• **WHAT TO DO**
Find each line in the entries below that contains the word "cliff" and copy it out.

• **MATERIAL TO PROCESS**
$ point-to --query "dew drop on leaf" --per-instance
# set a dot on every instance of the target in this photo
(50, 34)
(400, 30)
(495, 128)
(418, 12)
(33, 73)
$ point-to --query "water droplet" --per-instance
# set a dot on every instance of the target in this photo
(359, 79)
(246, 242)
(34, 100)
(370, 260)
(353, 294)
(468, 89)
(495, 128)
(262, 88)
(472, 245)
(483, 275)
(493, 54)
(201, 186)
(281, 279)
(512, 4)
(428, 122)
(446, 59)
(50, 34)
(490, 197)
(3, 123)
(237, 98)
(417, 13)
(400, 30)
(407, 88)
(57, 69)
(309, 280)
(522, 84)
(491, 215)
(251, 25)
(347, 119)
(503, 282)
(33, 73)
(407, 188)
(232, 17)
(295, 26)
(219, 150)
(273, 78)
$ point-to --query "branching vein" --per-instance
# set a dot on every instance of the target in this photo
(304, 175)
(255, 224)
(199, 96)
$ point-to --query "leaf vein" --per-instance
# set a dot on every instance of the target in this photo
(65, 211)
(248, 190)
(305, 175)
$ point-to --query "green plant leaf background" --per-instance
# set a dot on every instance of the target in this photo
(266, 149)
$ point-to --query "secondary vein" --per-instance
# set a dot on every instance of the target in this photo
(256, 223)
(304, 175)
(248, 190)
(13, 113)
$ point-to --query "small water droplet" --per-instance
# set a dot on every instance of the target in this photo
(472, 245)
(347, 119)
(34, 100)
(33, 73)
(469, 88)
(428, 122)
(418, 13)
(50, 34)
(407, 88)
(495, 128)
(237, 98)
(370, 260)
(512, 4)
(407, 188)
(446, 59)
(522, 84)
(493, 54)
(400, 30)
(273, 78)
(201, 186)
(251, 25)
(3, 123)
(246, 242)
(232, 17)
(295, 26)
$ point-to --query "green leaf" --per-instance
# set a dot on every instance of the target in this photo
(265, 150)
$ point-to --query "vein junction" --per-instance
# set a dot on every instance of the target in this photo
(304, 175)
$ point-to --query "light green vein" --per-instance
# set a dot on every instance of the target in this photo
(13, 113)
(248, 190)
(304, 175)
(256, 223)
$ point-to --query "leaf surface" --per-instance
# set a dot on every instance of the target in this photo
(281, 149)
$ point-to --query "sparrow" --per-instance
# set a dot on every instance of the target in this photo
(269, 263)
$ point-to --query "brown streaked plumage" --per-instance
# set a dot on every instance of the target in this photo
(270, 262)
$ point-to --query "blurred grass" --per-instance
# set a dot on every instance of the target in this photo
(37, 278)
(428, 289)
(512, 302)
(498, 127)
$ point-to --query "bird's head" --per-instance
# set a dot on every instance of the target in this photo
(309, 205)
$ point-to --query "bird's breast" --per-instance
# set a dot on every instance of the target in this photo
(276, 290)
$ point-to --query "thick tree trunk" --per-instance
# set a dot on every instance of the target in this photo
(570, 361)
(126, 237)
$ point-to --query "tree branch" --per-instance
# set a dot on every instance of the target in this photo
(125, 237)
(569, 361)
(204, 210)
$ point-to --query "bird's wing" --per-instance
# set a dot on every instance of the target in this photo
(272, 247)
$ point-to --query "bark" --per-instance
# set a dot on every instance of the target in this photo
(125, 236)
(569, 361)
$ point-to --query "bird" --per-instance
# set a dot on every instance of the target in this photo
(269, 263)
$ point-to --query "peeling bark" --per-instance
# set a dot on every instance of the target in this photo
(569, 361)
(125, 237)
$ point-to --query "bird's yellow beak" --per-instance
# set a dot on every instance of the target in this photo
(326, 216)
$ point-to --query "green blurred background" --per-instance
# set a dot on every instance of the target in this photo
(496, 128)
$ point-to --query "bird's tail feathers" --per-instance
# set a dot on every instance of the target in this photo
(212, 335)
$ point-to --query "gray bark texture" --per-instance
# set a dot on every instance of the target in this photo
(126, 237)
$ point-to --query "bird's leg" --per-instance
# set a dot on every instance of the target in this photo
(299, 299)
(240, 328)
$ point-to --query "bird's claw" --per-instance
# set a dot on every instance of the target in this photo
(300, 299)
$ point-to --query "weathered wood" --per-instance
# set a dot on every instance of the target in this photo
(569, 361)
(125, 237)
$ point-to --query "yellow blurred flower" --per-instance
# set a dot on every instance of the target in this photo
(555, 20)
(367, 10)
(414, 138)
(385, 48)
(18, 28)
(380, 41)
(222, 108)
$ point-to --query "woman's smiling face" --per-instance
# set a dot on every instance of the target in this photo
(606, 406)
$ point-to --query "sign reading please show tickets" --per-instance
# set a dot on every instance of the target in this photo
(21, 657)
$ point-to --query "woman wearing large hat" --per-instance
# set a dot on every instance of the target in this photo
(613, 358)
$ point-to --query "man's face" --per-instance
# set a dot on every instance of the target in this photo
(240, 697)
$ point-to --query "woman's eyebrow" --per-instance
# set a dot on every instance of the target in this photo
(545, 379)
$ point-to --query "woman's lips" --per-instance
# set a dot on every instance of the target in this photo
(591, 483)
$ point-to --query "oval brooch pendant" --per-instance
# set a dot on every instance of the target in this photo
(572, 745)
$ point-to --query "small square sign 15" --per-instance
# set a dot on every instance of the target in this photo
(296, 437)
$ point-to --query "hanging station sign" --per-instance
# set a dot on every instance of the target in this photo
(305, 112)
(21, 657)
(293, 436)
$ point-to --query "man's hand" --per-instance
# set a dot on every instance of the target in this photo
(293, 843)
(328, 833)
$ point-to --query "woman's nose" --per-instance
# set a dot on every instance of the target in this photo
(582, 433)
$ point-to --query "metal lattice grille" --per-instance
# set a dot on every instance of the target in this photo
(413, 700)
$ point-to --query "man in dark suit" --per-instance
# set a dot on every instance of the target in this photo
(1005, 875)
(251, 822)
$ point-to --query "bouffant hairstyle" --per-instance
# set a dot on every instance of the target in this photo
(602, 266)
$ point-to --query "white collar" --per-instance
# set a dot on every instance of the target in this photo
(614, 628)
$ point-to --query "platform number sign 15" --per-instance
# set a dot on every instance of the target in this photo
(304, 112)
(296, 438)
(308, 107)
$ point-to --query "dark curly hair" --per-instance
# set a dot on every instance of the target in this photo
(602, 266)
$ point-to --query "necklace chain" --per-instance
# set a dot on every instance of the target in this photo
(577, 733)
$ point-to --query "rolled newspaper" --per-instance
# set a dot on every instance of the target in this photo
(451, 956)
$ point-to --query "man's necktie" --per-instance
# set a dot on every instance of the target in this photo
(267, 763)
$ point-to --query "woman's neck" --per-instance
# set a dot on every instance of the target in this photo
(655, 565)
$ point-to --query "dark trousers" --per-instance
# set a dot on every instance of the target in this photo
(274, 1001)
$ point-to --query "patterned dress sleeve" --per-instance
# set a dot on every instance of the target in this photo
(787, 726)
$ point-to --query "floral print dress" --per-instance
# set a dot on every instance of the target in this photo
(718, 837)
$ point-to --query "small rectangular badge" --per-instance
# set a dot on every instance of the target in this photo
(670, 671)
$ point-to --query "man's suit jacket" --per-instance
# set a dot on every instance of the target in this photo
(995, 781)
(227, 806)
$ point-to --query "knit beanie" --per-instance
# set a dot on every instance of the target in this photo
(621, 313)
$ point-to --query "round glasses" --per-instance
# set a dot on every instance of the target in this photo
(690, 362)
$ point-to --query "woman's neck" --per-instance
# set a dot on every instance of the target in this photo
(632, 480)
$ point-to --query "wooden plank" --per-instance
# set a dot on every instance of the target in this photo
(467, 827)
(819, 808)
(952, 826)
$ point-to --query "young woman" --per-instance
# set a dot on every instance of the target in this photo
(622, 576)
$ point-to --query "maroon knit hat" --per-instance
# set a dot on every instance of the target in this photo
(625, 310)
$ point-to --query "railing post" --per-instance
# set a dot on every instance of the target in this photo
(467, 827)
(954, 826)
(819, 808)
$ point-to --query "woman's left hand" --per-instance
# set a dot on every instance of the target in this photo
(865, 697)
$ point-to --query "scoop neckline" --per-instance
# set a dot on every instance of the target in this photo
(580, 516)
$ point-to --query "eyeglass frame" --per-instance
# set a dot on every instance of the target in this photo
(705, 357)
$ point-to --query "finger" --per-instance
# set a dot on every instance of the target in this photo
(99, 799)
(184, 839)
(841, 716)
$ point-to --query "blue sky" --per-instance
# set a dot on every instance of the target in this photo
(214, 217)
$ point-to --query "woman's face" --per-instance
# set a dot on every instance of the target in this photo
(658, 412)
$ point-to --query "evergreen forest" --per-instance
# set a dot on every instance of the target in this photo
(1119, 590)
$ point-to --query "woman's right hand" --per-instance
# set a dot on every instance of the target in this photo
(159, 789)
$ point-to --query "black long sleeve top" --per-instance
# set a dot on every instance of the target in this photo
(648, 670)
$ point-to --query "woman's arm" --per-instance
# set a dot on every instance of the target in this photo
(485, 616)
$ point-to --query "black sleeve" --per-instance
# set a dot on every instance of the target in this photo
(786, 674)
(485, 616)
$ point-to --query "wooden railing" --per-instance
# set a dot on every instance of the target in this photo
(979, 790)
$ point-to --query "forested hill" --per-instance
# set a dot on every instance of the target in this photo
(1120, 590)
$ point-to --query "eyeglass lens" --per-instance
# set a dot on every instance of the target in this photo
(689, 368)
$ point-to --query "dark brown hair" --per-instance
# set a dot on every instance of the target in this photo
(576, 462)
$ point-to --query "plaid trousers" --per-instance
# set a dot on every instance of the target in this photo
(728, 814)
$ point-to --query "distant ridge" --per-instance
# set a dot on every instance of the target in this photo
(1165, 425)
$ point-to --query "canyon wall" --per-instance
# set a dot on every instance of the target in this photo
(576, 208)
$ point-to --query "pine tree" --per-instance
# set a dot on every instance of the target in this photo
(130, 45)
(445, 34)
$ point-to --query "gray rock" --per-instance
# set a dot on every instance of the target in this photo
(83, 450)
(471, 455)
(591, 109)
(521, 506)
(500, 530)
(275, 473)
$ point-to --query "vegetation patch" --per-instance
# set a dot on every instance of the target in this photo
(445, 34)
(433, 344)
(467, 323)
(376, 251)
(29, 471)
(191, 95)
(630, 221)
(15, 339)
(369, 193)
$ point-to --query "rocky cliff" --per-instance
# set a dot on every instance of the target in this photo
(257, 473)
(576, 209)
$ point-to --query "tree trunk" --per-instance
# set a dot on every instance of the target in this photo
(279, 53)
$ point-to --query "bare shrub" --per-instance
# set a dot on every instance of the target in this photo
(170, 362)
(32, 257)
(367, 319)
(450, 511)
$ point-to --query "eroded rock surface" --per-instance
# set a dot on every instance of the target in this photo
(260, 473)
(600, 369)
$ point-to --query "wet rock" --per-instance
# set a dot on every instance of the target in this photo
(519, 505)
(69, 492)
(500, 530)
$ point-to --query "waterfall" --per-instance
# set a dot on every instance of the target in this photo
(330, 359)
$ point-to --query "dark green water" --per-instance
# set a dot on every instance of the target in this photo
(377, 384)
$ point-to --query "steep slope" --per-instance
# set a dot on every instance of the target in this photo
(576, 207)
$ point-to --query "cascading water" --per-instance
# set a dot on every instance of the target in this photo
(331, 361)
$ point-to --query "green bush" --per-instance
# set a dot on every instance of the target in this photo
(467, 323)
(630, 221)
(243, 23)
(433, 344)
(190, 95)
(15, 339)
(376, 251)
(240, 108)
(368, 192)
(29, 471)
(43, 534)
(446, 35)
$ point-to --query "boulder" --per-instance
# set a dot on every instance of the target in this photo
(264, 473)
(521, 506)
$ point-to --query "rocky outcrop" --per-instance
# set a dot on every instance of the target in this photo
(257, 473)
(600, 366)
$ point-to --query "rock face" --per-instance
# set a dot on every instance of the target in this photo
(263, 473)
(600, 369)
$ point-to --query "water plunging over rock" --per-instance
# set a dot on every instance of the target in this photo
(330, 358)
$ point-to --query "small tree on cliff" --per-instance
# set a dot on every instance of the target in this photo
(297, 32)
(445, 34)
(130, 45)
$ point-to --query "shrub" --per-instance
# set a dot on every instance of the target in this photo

• **WORKED SOLUTION**
$ point-to --query "rocky cliff" --per-instance
$ point-to --query "small tree on cliff" --per-instance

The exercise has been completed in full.